A 460 MHz Class J power amplifier achieves a drain efficiency greater than 80 percent at 4 W output power with a 7.5 V supply. Detailed analysis is provided, noting assumptions used and their implications on circuit realization. Performance measurements are in good agreement with the analytical predictions.
Today, short-range wireless communication systems are increasingly employed for various applications. These systems usually operate in sub-GHz frequency bands for better radio wave propagation and include portable wireless devices powered by relatively low battery supply voltages. Consequently, one of the critical development challenges for these wireless systems is the design of a high efficiency power amplifier at the chosen frequency and required supply voltage.
High efficiency power amplifier design has long been an interest of RF engineers and is a topic widely covered in the literature. While classical high efficiency amplifiers, Class AB/B/C, are still discussed in most textbooks on RF amplifier designs,^{1,2} recent research activities are focused on various switch-mode amplifiers such as Class E and Class F.^{3,4} Lately, another type of high efficiency power amplifier, Class J, first introduced in 2006,^{5} has gained the attention of design engineers as well as researchers for the simplicity of its matching networks and relevance in real circuit designs.^{6,7,8} In this article, a review of the Class J power amplifier is presented along with an outlined design approach using the Class J concept for a 460 MHz power amplifier. The amplifier achieves a drain efficiency of more than 80 percent at 4 W output power with a 7.5 V supply. The device used in the design is Renesas’ Silicon Power LDMOS FET, NE5550779A. It has rated output power of 7 W and is suitable for VHF to UHF applications with relatively low supply voltages (< 10 V).

◆ **Tasks to carry out**:
1. Update the passage of the Class J amplifier text between "A 460 MHz Class" and "required supply voltage.", inclusive, replacing "short-range" with "close-range".
2. According to the Class J amplifier text, which device is used in the 460 MHz design?
3. Proceed with the Class J amplifier text from the point at which it stops.

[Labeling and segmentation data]
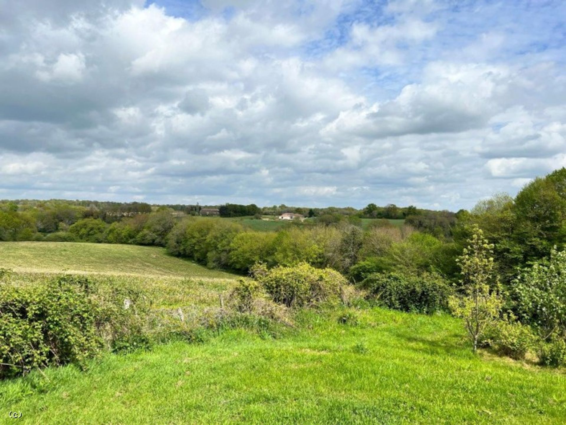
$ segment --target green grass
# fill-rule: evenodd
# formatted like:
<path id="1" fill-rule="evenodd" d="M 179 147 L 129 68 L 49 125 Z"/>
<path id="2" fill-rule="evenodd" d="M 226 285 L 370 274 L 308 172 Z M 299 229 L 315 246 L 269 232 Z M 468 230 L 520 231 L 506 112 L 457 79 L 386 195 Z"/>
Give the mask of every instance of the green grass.
<path id="1" fill-rule="evenodd" d="M 233 279 L 168 255 L 164 248 L 75 242 L 0 242 L 0 267 L 18 273 Z"/>
<path id="2" fill-rule="evenodd" d="M 306 312 L 297 330 L 109 355 L 0 383 L 25 424 L 563 424 L 566 376 L 473 354 L 459 322 L 380 309 Z M 298 330 L 301 329 L 301 330 Z"/>
<path id="3" fill-rule="evenodd" d="M 2 243 L 0 267 L 24 284 L 68 269 L 138 285 L 155 308 L 187 316 L 235 282 L 130 245 Z M 563 370 L 474 355 L 447 315 L 350 310 L 358 325 L 339 324 L 345 311 L 299 312 L 277 339 L 209 330 L 201 344 L 107 354 L 86 371 L 35 371 L 0 382 L 0 424 L 564 423 Z"/>
<path id="4" fill-rule="evenodd" d="M 253 217 L 224 217 L 221 220 L 230 220 L 236 223 L 239 223 L 242 226 L 257 231 L 277 231 L 289 225 L 288 221 L 282 220 L 257 220 Z"/>
<path id="5" fill-rule="evenodd" d="M 372 223 L 374 220 L 378 220 L 377 218 L 362 218 L 362 228 L 363 230 L 366 230 L 369 226 L 370 224 Z M 389 221 L 391 224 L 394 226 L 398 226 L 401 227 L 404 224 L 405 224 L 405 219 L 393 219 L 393 218 L 388 218 L 387 221 Z"/>

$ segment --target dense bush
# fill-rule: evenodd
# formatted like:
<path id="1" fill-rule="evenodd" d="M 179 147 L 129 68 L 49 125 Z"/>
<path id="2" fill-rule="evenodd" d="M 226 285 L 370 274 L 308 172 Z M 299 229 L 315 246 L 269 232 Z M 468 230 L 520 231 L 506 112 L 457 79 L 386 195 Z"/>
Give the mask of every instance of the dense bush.
<path id="1" fill-rule="evenodd" d="M 440 276 L 399 273 L 374 273 L 359 284 L 380 305 L 403 311 L 431 314 L 445 308 L 451 287 Z"/>
<path id="2" fill-rule="evenodd" d="M 552 250 L 549 260 L 523 270 L 512 285 L 520 319 L 546 338 L 566 335 L 566 251 Z"/>
<path id="3" fill-rule="evenodd" d="M 76 236 L 68 231 L 56 231 L 49 233 L 43 239 L 48 242 L 76 242 L 78 241 Z"/>
<path id="4" fill-rule="evenodd" d="M 29 286 L 12 284 L 5 277 L 3 281 L 0 377 L 50 364 L 82 366 L 105 345 L 128 346 L 141 334 L 136 323 L 144 316 L 134 291 L 102 290 L 84 277 L 62 276 Z M 125 294 L 131 297 L 127 306 Z"/>
<path id="5" fill-rule="evenodd" d="M 344 277 L 332 269 L 316 269 L 306 263 L 279 266 L 264 273 L 256 271 L 256 278 L 277 303 L 301 307 L 324 302 L 337 302 Z"/>

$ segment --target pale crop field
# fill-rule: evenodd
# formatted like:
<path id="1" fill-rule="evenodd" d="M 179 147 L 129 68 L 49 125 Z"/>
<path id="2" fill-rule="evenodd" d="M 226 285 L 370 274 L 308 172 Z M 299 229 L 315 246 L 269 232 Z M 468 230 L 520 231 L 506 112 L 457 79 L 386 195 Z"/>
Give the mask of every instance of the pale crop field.
<path id="1" fill-rule="evenodd" d="M 0 267 L 18 273 L 234 279 L 168 255 L 164 248 L 79 242 L 0 242 Z"/>
<path id="2" fill-rule="evenodd" d="M 143 288 L 163 311 L 218 308 L 239 277 L 128 245 L 0 243 L 16 284 L 68 270 Z M 68 273 L 68 271 L 66 272 Z M 566 373 L 471 352 L 461 322 L 366 306 L 292 311 L 277 333 L 205 329 L 86 370 L 0 381 L 0 423 L 564 424 Z M 345 324 L 345 315 L 355 320 Z M 10 412 L 22 417 L 10 419 Z"/>

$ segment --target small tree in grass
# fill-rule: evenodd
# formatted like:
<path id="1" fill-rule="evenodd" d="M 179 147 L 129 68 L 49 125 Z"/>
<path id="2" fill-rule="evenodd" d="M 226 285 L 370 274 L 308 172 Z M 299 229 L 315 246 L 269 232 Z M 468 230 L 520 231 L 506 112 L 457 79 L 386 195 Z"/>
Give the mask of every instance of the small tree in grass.
<path id="1" fill-rule="evenodd" d="M 487 243 L 483 232 L 477 226 L 474 226 L 468 242 L 468 247 L 457 260 L 465 295 L 451 297 L 449 305 L 455 316 L 464 319 L 475 351 L 480 337 L 499 318 L 503 302 L 498 293 L 499 282 L 494 273 L 494 246 Z"/>

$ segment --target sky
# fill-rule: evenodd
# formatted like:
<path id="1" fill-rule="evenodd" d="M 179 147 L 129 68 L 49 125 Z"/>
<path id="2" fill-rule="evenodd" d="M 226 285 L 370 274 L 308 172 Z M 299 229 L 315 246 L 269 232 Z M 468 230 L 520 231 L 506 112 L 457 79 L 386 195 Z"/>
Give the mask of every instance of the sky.
<path id="1" fill-rule="evenodd" d="M 0 0 L 0 199 L 470 208 L 565 62 L 563 0 Z"/>

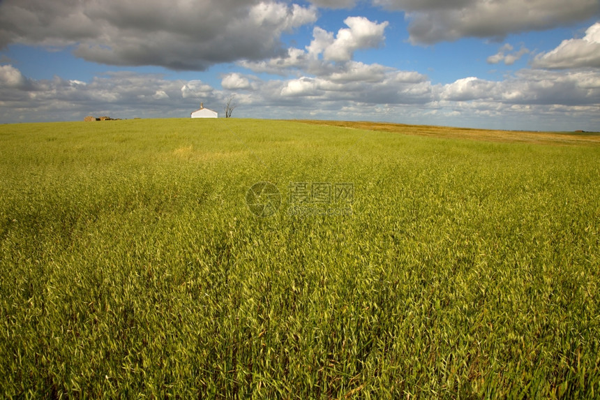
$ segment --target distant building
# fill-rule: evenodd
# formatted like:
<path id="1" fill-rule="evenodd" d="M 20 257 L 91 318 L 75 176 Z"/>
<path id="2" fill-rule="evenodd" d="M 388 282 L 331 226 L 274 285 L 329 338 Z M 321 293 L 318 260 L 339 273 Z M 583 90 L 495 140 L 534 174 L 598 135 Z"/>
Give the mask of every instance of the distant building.
<path id="1" fill-rule="evenodd" d="M 192 112 L 192 118 L 218 118 L 219 114 L 216 111 L 204 108 L 204 103 L 200 103 L 200 109 Z"/>

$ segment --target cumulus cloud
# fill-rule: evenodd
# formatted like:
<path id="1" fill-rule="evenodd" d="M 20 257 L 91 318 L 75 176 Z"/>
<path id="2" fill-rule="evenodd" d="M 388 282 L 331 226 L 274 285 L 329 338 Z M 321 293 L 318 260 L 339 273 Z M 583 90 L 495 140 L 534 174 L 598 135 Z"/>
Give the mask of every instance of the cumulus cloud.
<path id="1" fill-rule="evenodd" d="M 322 53 L 327 61 L 348 61 L 357 50 L 379 46 L 385 38 L 384 31 L 389 24 L 387 21 L 377 24 L 364 17 L 348 17 L 344 23 L 348 28 L 338 31 L 335 38 L 333 33 L 315 27 L 314 38 L 306 47 L 308 54 L 317 57 Z"/>
<path id="2" fill-rule="evenodd" d="M 33 80 L 11 65 L 0 66 L 0 120 L 81 119 L 86 115 L 114 117 L 186 117 L 190 110 L 223 103 L 225 94 L 201 81 L 169 80 L 160 74 L 115 72 L 90 82 Z"/>
<path id="3" fill-rule="evenodd" d="M 223 89 L 245 89 L 252 88 L 250 80 L 238 73 L 232 73 L 225 75 L 221 80 L 221 86 Z"/>
<path id="4" fill-rule="evenodd" d="M 410 40 L 430 44 L 463 37 L 502 38 L 584 21 L 600 13 L 597 0 L 373 0 L 407 12 Z"/>
<path id="5" fill-rule="evenodd" d="M 500 47 L 497 53 L 488 57 L 488 64 L 497 64 L 500 62 L 504 62 L 504 64 L 511 66 L 515 64 L 523 55 L 530 52 L 529 49 L 524 47 L 521 47 L 520 50 L 518 52 L 510 52 L 513 50 L 514 47 L 511 45 L 506 43 Z"/>
<path id="6" fill-rule="evenodd" d="M 355 0 L 311 0 L 310 3 L 322 8 L 352 8 Z"/>
<path id="7" fill-rule="evenodd" d="M 316 8 L 274 0 L 3 0 L 0 48 L 73 45 L 86 60 L 204 70 L 285 52 L 285 32 L 314 22 Z"/>
<path id="8" fill-rule="evenodd" d="M 22 87 L 27 82 L 21 71 L 13 66 L 0 66 L 0 87 Z"/>
<path id="9" fill-rule="evenodd" d="M 583 38 L 563 40 L 553 50 L 538 54 L 533 65 L 552 69 L 600 68 L 600 22 L 590 27 Z"/>

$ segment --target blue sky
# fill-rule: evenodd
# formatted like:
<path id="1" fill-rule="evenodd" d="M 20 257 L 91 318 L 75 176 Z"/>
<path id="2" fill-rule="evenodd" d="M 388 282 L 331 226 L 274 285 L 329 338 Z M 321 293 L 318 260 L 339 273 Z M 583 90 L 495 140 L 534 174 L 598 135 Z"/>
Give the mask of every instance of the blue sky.
<path id="1" fill-rule="evenodd" d="M 0 122 L 234 117 L 600 131 L 598 0 L 4 0 Z"/>

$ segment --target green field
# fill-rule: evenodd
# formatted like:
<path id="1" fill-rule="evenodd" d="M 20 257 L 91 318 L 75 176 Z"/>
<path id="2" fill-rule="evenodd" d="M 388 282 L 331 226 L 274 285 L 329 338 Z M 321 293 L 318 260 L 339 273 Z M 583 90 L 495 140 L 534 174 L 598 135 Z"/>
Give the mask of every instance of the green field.
<path id="1" fill-rule="evenodd" d="M 600 146 L 407 129 L 0 126 L 0 393 L 600 397 Z"/>

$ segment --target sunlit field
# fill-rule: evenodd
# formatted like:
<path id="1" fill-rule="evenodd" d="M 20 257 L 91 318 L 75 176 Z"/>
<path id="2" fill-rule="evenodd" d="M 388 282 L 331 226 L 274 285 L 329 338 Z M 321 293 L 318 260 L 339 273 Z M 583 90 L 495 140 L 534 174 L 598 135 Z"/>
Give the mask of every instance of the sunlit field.
<path id="1" fill-rule="evenodd" d="M 597 135 L 319 124 L 0 126 L 0 392 L 600 396 Z"/>

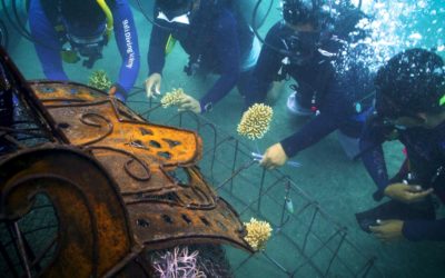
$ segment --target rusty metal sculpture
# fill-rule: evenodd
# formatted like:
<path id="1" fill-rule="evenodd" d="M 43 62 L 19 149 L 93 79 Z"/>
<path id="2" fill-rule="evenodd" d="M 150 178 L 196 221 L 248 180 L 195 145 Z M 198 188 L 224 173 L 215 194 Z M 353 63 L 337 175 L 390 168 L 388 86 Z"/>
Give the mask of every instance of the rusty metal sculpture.
<path id="1" fill-rule="evenodd" d="M 237 212 L 196 166 L 201 157 L 196 132 L 147 122 L 82 85 L 28 85 L 2 50 L 0 61 L 9 89 L 48 137 L 44 145 L 27 147 L 12 127 L 0 127 L 1 139 L 17 149 L 0 157 L 0 221 L 14 227 L 38 193 L 57 211 L 59 231 L 47 248 L 57 246 L 57 252 L 39 274 L 149 276 L 141 254 L 180 244 L 231 244 L 251 251 Z M 27 257 L 19 231 L 17 241 L 32 276 L 36 261 Z"/>

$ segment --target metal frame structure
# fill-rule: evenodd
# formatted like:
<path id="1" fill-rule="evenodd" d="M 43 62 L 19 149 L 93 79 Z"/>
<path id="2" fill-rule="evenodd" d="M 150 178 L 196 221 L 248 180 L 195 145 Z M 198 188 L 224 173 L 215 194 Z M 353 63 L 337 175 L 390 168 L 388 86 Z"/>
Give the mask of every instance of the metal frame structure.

◆ **Exercise responses**:
1.
A 460 MHz Class J power amplifier achieves a drain efficiency greater than 80 percent at 4 W output power with a 7.5 V supply. Detailed analysis is provided, noting assumptions used and their implications on circuit realization. Performance measurements are in good agreement with the analytical predictions.
Today, close-range wireless communication systems are increasingly employed for various applications. These systems usually operate in sub-GHz frequency bands for better radio wave propagation and include portable wireless devices powered by relatively low battery supply voltages. Consequently, one of the critical development challenges for these wireless systems is the design of a high efficiency power amplifier at the chosen frequency and required supply voltage.

2. Renesas’ Silicon Power LDMOS FET, NE5550779A.

3.
CLASS J POWER AMPLIFIER BACKGROUND
The Class J amplifier was first proposed by Cripps^{5} in 2006, followed by a more systematic analysis in 2009.^{6} Since then there has been a significant number of publications on this mode of operation, mostly found in academic journals or white company papers, where a detailed treatment is usually omitted. Here, the principle of a Class J amplifier is provided in detailed steps, with particular attention paid to the assumptions used in circuit analyses and their implications on circuit realization.
Like classical high-efficiency linear amplifiers such as Class B, Class J is also considered a linear amplifier in that the drain current is assumed to be controlled only by the input level (gate voltage in the case of LDMOS) and is independent of the drain voltage. The difference between them is in the output load condition. For Class B, it is assumed that all harmonics are shorted at the output and therefore only the fundamental and DC components exist in the drain voltage. The actual circuit implementation of such a condition (all harmonics being shorted) is not always realistic, however, even at moderately high frequencies due to the presence of the internal output capacitance, C_{out}.^{5} In the Class J mode, the second harmonic reactive component associated with C_{out} is actually utilized in combination with an appropriate fundamental load impedance to generate the so-called flattening effect on the drain-voltage waveform. This effect allows a further increase in the fundamental amplitude of the drain voltage such that the same efficiency and output power of a Class B amplifier can be achieved.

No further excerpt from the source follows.